- Page excerpt:

The National Institutes of Health has awarded $1.53 million to the USC Rand Schrader AIDS Clinical Trial Group’s Clinical Trials Unit at LAC+USC Medical Center. The unit will be funded for seven years beginning on July 1.
“We are thrilled to be able to continue offering cutting-edge research therapies to patients at USC’s Rand Schrader Clinic,” said Fred Sattler, chief of infectious diseases at the Keck School of Medicine of USC. “We remain enormously indebted to the County of Los Angeles for our long and highly successful partnership in the fight against HIV/AIDS.”
The Rand Schrader HIV Clinic, which opened in 1986, provides antiretroviral drugs to about 3,000 uninsured and mostly minority people living with HIV/AIDS in Los Angeles. For the past few years, USC has led the nation in enrollment of minorities into important AIDS treatment and prevention studies. More than 200 of its patients participate in AIDS clinical trials at any given time.

- Your assignment: Rewrite the grant announcement between "The National Institutes" and "beginning on July 1.", inclusive, substituting "five years" for "seven years".

- Image-grounded pointing data:
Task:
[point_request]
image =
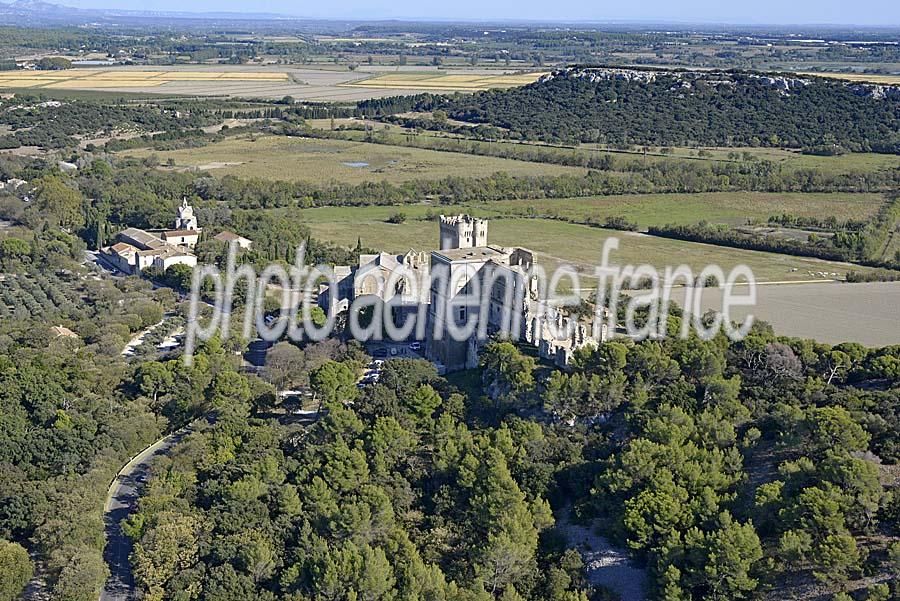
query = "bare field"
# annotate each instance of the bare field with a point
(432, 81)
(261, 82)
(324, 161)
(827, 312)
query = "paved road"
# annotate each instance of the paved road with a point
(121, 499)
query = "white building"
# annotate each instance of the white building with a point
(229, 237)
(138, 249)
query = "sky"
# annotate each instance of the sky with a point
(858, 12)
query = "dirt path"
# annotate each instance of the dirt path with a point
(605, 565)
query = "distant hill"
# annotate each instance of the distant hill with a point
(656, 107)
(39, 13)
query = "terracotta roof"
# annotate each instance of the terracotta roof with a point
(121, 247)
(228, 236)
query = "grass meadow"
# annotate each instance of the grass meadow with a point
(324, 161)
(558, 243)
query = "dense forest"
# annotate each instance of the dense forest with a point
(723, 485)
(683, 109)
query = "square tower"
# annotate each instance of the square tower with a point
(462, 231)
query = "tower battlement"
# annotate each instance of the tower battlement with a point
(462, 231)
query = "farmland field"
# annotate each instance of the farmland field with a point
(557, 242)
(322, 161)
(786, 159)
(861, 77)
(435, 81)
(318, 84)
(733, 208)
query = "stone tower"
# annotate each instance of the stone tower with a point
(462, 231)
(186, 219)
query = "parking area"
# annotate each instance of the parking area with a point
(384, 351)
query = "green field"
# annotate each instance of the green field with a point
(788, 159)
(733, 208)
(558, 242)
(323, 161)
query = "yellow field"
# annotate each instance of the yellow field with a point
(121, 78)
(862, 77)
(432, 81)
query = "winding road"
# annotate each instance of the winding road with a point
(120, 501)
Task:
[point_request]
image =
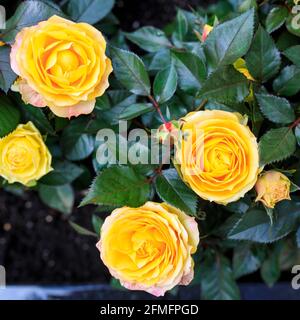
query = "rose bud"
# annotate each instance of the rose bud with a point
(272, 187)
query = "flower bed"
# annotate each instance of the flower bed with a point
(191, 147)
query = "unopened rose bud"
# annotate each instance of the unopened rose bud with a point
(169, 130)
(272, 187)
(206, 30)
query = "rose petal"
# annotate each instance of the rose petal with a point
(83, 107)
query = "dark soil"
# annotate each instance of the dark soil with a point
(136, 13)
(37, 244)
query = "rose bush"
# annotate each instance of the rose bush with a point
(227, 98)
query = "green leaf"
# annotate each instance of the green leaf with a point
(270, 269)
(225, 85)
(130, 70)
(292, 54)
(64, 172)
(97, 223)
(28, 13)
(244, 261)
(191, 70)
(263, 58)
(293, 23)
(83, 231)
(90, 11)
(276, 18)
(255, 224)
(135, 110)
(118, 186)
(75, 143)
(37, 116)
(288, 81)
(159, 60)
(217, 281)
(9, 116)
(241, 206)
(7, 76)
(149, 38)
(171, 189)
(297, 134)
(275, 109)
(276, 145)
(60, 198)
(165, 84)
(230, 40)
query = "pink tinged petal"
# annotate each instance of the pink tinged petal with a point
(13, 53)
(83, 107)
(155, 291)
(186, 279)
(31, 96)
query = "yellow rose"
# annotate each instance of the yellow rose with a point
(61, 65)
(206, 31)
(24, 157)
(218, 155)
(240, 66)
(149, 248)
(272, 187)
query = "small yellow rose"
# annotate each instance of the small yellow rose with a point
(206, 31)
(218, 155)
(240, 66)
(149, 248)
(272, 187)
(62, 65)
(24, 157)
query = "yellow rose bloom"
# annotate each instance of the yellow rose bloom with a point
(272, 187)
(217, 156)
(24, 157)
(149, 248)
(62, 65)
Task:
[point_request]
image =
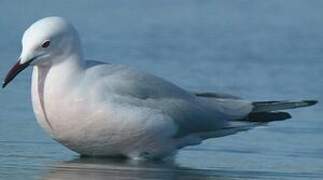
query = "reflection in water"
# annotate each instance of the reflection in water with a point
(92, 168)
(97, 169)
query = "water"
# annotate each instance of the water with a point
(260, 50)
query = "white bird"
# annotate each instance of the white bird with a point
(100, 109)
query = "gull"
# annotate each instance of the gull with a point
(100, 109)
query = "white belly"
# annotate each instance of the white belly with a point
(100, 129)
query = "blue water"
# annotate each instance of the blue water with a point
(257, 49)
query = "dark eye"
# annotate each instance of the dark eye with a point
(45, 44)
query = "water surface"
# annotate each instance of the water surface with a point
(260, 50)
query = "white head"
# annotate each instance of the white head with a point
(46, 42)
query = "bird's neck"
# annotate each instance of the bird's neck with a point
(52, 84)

- Result below:
The National Institutes of Health has awarded $1.53 million to the USC Rand Schrader AIDS Clinical Trial Group’s Clinical Trials Unit at LAC+USC Medical Center. The unit will be funded for five years beginning on July 1.